Will try to summarize the issues and seek sincere advise please.

I’ve been married before but got divorced within a year due to genotype issues(it’s a long story). So I remarried 2yrs after and with a child now, and that’s where my issues started from.

I know I have some bad sides too which I’m trying to change, which is flirting with single ladies, and this has caused multiple fight with my wife.

Whenever we have this fights, not physical, just verbal, but in her anger she breaks virtually anything around, cups, laptop, speakers etc. she can be madly angry. I’ve warned, petted her severally to desist from this act especially infront of our kid...but she won’t. It’s getting worse by the day. Now she reports me with blackmail to her parents and friends making me feel I’m the worst husband in the universe, calling me unprintable names. Calling me weak cos I don’t beat.

Now the advice I seek, we are planning to relocate as a family abroad this year, but I’m really scared. I can actually go alone, but would prefer we all go together since I have the means. But I’m scared if I won’t regret my actions to take her along with this her character. What if I get jailed or lose custody of our child abroad, because she’s a master in blackmail. She can turn simple issue overboard.


Sorry for the long epistle. Just had to pour out my mind. Constructive criticism is welcomed.

Thank you
/
I think you are making a good decision. What better way to teach a philanderer a lesson than taking away everything he worked for and tying him down with child support and alimony.
I feel like you are one of those that can only learn the hard way. Once she cleans you out, poverty will imbibe the wisdom you need in you. Keep flirting.

> Extracted data:
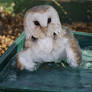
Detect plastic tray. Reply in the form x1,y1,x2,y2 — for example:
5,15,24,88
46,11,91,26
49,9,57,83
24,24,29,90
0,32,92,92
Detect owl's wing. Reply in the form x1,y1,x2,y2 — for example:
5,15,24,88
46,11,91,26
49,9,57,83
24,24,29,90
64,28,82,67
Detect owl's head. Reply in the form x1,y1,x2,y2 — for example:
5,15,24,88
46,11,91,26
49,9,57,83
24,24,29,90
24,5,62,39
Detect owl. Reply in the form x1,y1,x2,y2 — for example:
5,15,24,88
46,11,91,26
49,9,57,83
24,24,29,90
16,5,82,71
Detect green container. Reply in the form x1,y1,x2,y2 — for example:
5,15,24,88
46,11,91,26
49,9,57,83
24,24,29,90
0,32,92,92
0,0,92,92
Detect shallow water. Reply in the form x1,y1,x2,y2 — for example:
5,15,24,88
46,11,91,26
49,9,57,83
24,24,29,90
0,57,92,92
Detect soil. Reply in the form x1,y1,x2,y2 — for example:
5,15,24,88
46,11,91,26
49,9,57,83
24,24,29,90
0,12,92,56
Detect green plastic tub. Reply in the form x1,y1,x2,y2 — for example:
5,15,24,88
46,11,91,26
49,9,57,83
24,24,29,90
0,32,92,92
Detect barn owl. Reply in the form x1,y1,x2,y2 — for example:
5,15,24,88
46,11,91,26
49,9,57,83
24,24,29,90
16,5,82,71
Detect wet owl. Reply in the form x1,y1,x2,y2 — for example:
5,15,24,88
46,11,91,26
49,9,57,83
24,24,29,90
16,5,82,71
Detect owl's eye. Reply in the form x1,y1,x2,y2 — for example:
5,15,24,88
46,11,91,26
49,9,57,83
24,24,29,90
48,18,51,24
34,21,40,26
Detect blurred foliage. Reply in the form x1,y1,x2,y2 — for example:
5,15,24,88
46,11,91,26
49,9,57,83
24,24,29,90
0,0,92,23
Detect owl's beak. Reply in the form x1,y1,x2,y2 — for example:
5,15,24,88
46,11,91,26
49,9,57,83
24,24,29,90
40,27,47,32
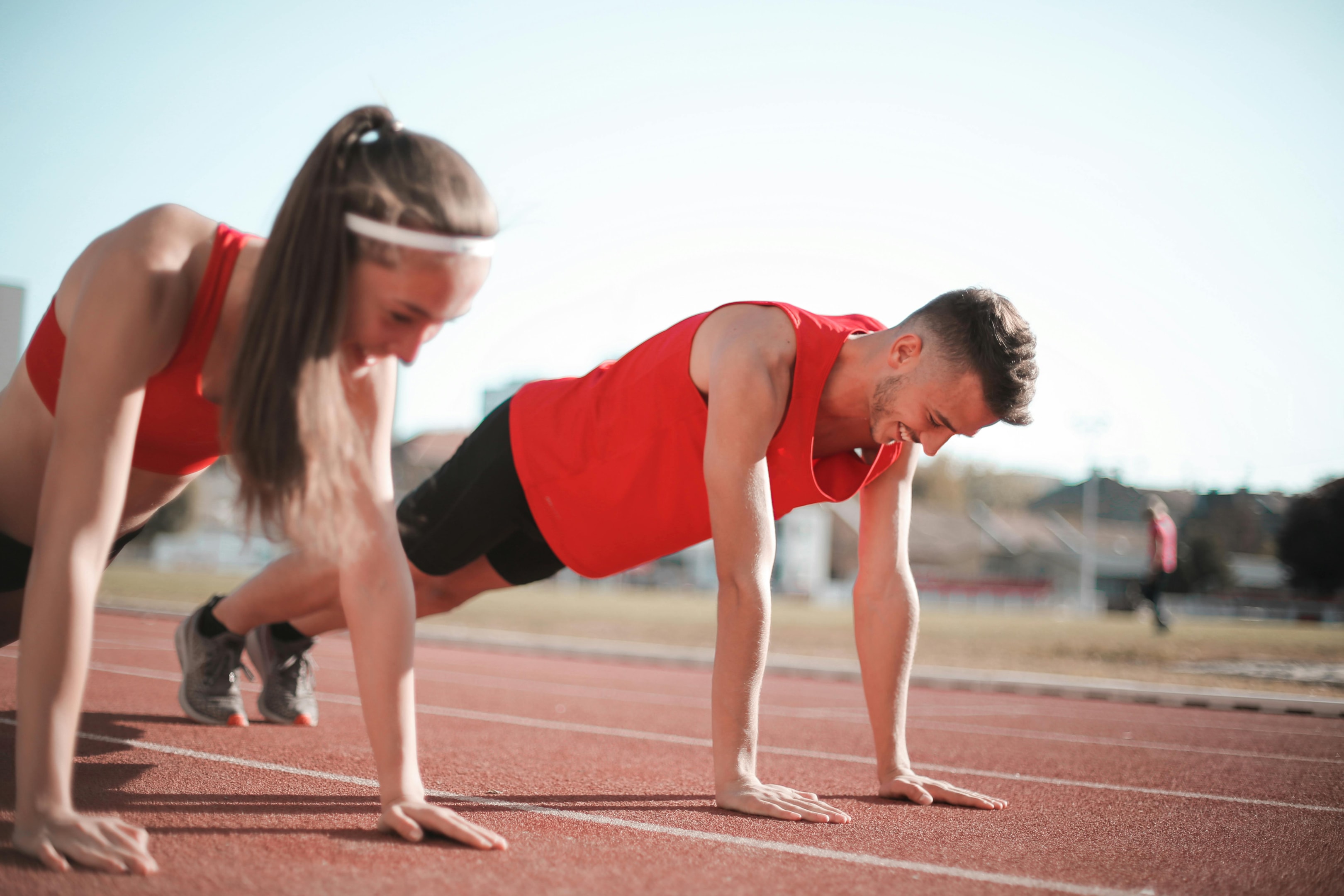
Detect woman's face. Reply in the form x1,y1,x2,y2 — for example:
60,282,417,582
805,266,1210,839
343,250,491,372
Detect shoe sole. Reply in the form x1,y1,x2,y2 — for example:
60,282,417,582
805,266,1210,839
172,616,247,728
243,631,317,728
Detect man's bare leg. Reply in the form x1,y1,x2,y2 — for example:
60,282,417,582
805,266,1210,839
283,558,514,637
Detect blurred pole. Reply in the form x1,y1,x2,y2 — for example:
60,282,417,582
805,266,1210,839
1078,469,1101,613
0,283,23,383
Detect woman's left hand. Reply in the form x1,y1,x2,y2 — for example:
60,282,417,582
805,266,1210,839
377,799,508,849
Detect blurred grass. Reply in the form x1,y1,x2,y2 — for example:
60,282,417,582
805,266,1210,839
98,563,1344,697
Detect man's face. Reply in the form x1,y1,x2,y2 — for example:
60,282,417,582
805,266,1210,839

> Goal:
Write the next part of the forum thread about the troubled marriage and the planned move abroad, picking up after its last line. The listing above comes from a separate, unrelated source.

> Output for this exercise:
/

1 Like

Re: Please Advice! I’m Having Multiple Issues With My Marriage by Nobody: 12:37pm On Feb 08, 2022
seguntravels009:
@op watch this YouTube video https://www.youtube.com/watch?v=-3QF4p1KG14

Thank you. Will watch it

1 Like

Re: Please Advice! I’m Having Multiple Issues With My Marriage by Montaque(m): 12:38pm On Feb 08, 2022
I am also afraid for you going abroad. There are more beautiful and available singles ladies there. Can you cope?
Re: Please Advice! I’m Having Multiple Issues With My Marriage by Shokoloko(f): 12:38pm On Feb 08, 2022
Idaytesj29:


I have seen church elders with more than one wife. Women who had children with more than one man are playing different roles in places if worship too.

The no of women you LEGALLY have should not in my opinion determine the strength of your faith in God.
Just saying

Nobody can change the bible. We are 2000 years too late. These churches are in gross disobedience to God.
As per faith in God - Imagine that one has so much faith in God and originally God called him to a teaching ministry, but because of second wife, you can never exercise the ministry God called you to as a child
1 Timothy 3:2 No elder should have more than one wife 1 Timothy 5:9 For a woman to be put in a church register for assistance, she must have been married only once, not twice.
The bible does not state that an unmarried man or woman with kids from several people must be treated like this. This is because marriage is a sacred covenant to God

[b]So those churches having elders with multiple husbands/ wives are committing grievous sin. A church or department in church is never to be headed by a person with multiple spouses.[/b]

You and I have no opinion here. We either follow the New testament as believers or we depart from the Christian faith.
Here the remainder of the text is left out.